• [Data for this task]
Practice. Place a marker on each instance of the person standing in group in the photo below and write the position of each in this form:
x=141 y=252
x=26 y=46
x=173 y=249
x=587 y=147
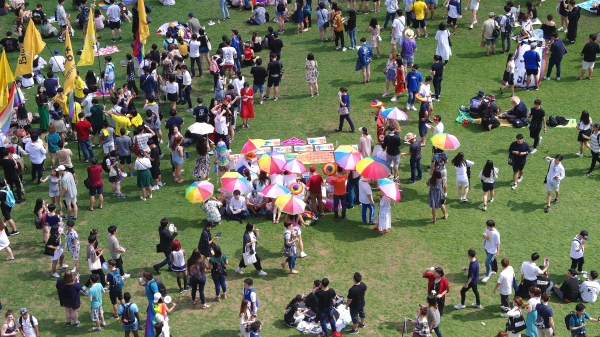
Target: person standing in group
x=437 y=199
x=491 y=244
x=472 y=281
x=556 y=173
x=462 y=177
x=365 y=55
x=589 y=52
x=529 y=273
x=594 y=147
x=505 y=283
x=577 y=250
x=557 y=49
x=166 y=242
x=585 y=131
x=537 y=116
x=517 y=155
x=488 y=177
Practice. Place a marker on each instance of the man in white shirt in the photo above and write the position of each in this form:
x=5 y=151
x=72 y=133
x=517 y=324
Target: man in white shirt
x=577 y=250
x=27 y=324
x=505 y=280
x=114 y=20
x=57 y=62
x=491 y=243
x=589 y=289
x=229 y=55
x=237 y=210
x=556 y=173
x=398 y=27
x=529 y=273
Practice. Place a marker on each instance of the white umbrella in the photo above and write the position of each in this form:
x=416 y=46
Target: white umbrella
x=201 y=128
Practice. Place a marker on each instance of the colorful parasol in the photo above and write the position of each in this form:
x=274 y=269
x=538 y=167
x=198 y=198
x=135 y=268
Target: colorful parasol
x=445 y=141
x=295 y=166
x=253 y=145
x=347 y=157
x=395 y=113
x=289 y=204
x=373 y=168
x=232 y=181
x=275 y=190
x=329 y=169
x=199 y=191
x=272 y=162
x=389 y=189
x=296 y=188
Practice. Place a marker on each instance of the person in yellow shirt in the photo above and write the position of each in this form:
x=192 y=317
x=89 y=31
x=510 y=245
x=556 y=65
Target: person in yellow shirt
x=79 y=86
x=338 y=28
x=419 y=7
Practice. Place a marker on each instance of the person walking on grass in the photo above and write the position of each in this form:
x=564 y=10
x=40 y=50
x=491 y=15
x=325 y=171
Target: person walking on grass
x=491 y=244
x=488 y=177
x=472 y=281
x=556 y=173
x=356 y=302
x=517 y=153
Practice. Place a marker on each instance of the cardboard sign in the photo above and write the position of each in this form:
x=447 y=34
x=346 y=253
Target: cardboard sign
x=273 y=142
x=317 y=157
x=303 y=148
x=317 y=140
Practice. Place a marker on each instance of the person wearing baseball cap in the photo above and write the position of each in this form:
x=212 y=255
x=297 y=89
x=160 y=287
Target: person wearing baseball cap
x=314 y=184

• [The task]
Please give back exactly the lines of the listing above that run from the one containing "Practice. Place a marker on each instance of the person walking" through the one containing "Practice. Place a marker on each instance of the cardboard", and only those.

• [Solution]
Practice. Place a marker on each instance of the person walking on grass in the photo above and write the position of each in this form:
x=564 y=10
x=40 y=50
x=491 y=15
x=325 y=171
Target: person walking on grass
x=491 y=244
x=488 y=177
x=472 y=281
x=556 y=173
x=356 y=302
x=517 y=153
Practice. Place a marker on each instance of the cardboard sign in the photo above and write the position of each in this form:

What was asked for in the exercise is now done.